> [WHAT TO DO]
1. Rewrite the paragraph of the Lilly revenue report beginning "Revenue for the three-month period" as a short bulleted list that keeps its main facts.
2. Summarize the Lilly revenue report in two sentences.
3. Continue the Lilly revenue report from its final sentence.

Revenue for the three-month period fell 10% to $5.6 billion from $6.25 billion, virtually matching the Street’s view of $5.59 billion. The decline mostly reflected the loss of patent exclusivity of Lilly’s schizophrenia drug Zyprexa.
Losses for the Indianapolis-based drug maker were partially stemmed by a 22% revenue increase in depression drug Cymbalta and double-digit improvements in Lilly’s pharmaceutical businesses in China and Japan.
"Despite the continued decline in Zyprexa sales following patent expiration late last year in most major markets outside Japan, we achieved strong growth for other products such as Cymbalta, Alimta, Forteo, Effient and our animal health portfolio,” Lilly CEO John Lechleiter said in a statement.

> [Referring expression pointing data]
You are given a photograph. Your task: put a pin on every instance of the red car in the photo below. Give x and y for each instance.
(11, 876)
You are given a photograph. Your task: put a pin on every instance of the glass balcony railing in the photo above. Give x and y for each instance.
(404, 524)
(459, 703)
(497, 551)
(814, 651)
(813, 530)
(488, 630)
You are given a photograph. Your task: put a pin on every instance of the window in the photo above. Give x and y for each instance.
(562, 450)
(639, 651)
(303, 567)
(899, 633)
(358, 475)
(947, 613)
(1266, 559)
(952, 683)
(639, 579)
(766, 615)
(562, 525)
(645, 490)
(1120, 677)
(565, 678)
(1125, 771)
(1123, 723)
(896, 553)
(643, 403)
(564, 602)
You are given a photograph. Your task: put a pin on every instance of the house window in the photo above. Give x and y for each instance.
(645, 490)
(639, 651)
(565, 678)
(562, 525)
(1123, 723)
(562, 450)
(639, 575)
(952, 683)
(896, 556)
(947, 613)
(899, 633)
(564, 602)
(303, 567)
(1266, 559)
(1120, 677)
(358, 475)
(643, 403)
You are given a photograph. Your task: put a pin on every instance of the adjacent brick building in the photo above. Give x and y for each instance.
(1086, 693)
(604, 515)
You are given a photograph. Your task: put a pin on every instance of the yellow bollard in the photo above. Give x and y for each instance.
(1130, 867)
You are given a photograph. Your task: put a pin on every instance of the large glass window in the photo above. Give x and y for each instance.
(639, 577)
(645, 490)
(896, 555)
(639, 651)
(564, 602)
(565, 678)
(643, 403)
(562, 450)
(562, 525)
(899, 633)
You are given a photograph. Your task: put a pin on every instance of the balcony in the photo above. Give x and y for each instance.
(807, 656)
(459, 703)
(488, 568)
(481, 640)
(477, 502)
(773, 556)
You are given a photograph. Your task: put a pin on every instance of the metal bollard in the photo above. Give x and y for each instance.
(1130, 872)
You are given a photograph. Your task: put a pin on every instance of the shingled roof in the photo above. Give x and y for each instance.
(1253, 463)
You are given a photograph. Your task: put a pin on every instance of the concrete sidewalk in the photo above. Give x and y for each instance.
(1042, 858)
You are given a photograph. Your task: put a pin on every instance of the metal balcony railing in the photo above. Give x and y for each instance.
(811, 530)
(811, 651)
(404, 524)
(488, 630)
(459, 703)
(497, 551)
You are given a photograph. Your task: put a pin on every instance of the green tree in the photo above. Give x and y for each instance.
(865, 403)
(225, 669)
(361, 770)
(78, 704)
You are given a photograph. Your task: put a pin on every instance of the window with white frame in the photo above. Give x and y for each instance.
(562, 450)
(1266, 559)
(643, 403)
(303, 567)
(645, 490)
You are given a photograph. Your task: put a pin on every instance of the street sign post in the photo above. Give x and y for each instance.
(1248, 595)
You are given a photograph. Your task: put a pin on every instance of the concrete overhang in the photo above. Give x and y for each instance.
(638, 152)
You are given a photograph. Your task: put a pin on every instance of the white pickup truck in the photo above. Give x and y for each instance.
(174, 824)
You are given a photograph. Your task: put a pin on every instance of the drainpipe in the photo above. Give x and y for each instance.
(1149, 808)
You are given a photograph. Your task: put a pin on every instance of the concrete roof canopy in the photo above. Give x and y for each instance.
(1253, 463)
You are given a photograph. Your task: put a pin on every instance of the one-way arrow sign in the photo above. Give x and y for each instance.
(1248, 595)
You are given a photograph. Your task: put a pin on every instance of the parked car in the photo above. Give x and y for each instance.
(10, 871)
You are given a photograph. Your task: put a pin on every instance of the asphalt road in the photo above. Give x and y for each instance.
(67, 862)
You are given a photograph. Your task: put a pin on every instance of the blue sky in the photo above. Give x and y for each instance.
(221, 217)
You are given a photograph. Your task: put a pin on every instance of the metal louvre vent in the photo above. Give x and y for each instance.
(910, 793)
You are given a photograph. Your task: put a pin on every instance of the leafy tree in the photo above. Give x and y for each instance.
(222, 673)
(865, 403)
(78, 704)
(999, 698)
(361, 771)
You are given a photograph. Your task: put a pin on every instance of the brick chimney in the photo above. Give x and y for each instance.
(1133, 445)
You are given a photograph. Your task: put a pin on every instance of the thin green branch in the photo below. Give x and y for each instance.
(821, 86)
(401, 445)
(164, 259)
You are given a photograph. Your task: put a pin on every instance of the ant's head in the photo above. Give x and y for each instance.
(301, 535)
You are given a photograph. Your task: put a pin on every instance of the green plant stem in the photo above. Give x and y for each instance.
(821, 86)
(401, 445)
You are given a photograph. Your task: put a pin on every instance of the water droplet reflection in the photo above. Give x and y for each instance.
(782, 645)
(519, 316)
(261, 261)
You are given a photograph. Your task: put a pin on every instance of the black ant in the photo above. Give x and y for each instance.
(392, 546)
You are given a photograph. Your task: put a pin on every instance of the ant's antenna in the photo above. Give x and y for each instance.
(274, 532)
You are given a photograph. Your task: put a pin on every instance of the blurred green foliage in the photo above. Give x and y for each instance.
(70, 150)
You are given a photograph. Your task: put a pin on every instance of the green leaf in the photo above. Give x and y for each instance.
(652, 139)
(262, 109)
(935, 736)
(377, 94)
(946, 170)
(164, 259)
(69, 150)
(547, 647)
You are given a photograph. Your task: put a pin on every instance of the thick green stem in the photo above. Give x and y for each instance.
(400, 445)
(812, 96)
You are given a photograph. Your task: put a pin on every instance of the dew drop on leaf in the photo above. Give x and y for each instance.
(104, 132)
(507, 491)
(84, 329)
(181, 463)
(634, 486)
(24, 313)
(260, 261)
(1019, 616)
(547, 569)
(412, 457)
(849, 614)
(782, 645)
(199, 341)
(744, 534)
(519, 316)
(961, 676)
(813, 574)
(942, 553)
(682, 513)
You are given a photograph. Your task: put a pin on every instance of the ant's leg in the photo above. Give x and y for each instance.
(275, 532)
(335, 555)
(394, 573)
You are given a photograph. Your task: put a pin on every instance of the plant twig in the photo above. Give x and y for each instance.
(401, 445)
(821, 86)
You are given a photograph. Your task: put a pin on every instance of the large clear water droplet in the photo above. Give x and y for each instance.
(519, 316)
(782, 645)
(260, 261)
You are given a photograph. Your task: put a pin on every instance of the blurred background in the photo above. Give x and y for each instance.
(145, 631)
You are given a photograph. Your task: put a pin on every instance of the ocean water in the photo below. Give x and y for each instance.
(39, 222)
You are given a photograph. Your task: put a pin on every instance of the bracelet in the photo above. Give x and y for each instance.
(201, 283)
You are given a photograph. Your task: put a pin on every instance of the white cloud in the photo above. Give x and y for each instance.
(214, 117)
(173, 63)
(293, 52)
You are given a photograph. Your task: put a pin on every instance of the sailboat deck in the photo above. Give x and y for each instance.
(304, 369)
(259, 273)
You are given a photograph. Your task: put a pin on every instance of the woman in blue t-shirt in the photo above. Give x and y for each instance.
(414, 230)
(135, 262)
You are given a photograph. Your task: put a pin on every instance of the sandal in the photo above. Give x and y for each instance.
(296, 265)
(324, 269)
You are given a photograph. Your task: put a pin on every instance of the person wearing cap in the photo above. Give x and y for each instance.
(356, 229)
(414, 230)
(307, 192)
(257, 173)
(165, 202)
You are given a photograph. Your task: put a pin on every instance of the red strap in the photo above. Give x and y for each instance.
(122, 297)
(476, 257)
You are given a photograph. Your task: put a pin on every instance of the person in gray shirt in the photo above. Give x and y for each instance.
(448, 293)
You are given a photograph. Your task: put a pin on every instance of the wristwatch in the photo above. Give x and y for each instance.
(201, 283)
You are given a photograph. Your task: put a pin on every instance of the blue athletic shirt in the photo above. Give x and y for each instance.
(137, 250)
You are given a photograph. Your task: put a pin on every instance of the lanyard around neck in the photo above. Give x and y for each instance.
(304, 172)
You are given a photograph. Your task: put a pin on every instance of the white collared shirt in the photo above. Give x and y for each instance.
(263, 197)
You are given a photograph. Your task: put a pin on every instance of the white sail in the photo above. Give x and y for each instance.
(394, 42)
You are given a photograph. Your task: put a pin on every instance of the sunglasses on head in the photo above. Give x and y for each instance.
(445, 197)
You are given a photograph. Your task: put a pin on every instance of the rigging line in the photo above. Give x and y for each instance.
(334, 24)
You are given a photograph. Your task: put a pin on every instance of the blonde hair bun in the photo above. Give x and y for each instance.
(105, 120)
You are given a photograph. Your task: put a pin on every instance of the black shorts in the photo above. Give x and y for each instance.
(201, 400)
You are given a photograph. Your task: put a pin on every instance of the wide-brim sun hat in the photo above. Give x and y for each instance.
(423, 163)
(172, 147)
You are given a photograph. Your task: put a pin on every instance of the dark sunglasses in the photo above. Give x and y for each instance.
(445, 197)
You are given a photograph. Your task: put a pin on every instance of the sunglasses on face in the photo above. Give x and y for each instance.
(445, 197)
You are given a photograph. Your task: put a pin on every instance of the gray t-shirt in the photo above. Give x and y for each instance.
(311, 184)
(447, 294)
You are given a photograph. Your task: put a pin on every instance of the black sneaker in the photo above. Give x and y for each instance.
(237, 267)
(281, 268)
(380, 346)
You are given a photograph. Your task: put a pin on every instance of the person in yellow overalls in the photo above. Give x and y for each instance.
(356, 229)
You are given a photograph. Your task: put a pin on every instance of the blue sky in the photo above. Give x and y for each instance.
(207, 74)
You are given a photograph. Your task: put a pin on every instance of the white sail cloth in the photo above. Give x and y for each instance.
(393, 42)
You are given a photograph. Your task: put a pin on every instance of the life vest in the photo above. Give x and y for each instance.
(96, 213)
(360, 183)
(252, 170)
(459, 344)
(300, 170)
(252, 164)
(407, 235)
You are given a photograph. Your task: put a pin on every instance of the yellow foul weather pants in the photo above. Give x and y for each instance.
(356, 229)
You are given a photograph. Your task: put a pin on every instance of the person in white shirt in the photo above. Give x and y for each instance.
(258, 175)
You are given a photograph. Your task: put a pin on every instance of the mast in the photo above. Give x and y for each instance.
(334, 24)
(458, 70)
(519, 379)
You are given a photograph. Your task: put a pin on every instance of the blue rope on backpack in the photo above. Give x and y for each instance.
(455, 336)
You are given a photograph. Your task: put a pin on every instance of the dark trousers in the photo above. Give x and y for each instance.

> [ANSWERS PROVIDED]
1.
- Revenue for the three-month period dropped 10%, from $6.25 billion to $5.6 billion.
- This nearly matched the Street's estimate of $5.59 billion.
- The drop came mainly from Lilly's schizophrenia drug Zyprexa losing patent exclusivity.

2. Lilly's revenue for the three-month period fell 10% to $5.6 billion, nearly matching the Street's $5.59 billion estimate, mainly because its schizophrenia drug Zyprexa lost patent exclusivity. The decline was partly offset by a 22% revenue increase for the depression drug Cymbalta and double-digit gains in Lilly's pharmaceutical businesses in China and Japan, and CEO John Lechleiter pointed to strong growth for other products.

3.
The pharmaceutical giant increased its fiscal 2012 non-GAAP earnings to a range of $3.30 to $3.40 a share from an earlier $3.15 to $3.30 a share and still anticipates revenue between $21.8 billion and $22.8 billion. The consensus is calling for earnings of $3.29 on sales of $22.71 billion.
Lilly is expecting more than a $3 billion decline in Zyprexa sales as it continues to compete against generic drugs, however it continues to anticipate growth from Cymbalta and Cialis.